--- ASSIGNMENT ---
This task calls for every entry below to be repeated exactly.

<<<<

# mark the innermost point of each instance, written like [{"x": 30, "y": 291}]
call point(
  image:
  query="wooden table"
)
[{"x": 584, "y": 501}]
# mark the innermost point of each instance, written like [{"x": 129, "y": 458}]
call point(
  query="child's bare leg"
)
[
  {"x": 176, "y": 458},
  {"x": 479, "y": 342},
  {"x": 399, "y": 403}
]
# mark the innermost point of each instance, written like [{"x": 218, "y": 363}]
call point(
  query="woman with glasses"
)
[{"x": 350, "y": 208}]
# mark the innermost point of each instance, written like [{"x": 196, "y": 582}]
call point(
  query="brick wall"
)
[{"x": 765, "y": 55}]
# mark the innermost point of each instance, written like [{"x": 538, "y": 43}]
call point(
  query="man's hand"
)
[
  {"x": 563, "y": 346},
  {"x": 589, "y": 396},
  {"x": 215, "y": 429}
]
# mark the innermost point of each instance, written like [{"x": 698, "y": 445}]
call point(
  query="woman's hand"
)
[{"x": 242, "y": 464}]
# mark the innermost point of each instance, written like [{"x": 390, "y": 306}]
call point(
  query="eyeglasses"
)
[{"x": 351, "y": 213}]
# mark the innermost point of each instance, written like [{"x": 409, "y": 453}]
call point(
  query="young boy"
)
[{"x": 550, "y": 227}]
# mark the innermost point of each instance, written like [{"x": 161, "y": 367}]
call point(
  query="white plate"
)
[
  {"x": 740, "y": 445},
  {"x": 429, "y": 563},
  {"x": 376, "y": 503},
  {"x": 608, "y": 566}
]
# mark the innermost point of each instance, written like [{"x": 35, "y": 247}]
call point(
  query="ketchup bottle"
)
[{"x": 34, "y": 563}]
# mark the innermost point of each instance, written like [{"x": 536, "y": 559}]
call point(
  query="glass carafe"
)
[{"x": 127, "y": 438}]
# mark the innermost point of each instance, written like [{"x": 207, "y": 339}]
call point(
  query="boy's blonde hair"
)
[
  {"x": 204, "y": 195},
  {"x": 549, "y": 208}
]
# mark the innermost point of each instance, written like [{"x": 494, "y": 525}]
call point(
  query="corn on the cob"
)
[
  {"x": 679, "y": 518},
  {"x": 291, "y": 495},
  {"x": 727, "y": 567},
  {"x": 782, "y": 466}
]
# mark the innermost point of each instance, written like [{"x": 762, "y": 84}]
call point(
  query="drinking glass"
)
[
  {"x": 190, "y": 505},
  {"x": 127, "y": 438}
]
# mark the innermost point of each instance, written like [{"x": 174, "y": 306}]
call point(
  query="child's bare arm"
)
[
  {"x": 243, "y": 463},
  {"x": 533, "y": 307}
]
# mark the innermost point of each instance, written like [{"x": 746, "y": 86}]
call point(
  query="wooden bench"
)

>>>>

--- FINISHED EXERCISE ---
# mark the innermost point of each instance, written like [{"x": 30, "y": 291}]
call point(
  image:
  query="wooden table"
)
[{"x": 584, "y": 501}]
# mark the innermost point of each instance, written like [{"x": 129, "y": 458}]
call point(
  query="child's bare leg"
)
[
  {"x": 176, "y": 458},
  {"x": 479, "y": 342},
  {"x": 399, "y": 403}
]
# mark the innermost point of each instance, written like [{"x": 218, "y": 363}]
call point(
  query="woman with glasses"
)
[{"x": 350, "y": 208}]
# mark the innermost point of each instance, written like [{"x": 196, "y": 582}]
call point(
  query="brick wall"
)
[{"x": 765, "y": 55}]
# mark the innermost point of each instance, written like [{"x": 538, "y": 43}]
call point(
  query="man's hand"
)
[
  {"x": 563, "y": 346},
  {"x": 589, "y": 396},
  {"x": 215, "y": 429}
]
# mark the innermost point of each instance, written like [{"x": 698, "y": 445}]
call point(
  query="woman's hand"
)
[{"x": 242, "y": 464}]
# mark the innermost point of each instance, written like [{"x": 390, "y": 306}]
call point(
  query="eyeglasses"
)
[{"x": 351, "y": 213}]
# mark the innermost point of each instance, written like [{"x": 409, "y": 453}]
call point(
  query="young boy"
)
[{"x": 550, "y": 227}]
# mark the innermost point of each instance, written like [{"x": 161, "y": 367}]
call point(
  query="white plate"
)
[
  {"x": 740, "y": 445},
  {"x": 429, "y": 563},
  {"x": 376, "y": 503},
  {"x": 608, "y": 566}
]
# mark the innermost point of each instance, written like [{"x": 35, "y": 247}]
call point(
  query="ketchup bottle"
)
[{"x": 34, "y": 563}]
# mark the innermost point of each instance, written like [{"x": 536, "y": 559}]
call point(
  query="glass carafe"
)
[{"x": 127, "y": 438}]
# mark the innermost point of each instance, written like [{"x": 207, "y": 339}]
call point(
  query="boy's blonde hair"
)
[
  {"x": 204, "y": 195},
  {"x": 549, "y": 208}
]
# mark the innermost point of each instance, written like [{"x": 494, "y": 525}]
call point(
  query="corn on the cob"
)
[
  {"x": 679, "y": 518},
  {"x": 291, "y": 495},
  {"x": 727, "y": 567},
  {"x": 782, "y": 466}
]
# mark the innermost point of each instance, written like [{"x": 762, "y": 84}]
call point(
  query="drinking glass"
)
[
  {"x": 190, "y": 505},
  {"x": 127, "y": 438}
]
# mark the innermost point of each instance, written like [{"x": 174, "y": 306}]
call point(
  query="child's bare arm"
)
[
  {"x": 243, "y": 463},
  {"x": 533, "y": 307}
]
# mark the innermost point of each instance, written like [{"x": 746, "y": 86}]
call point(
  query="wooden bench"
)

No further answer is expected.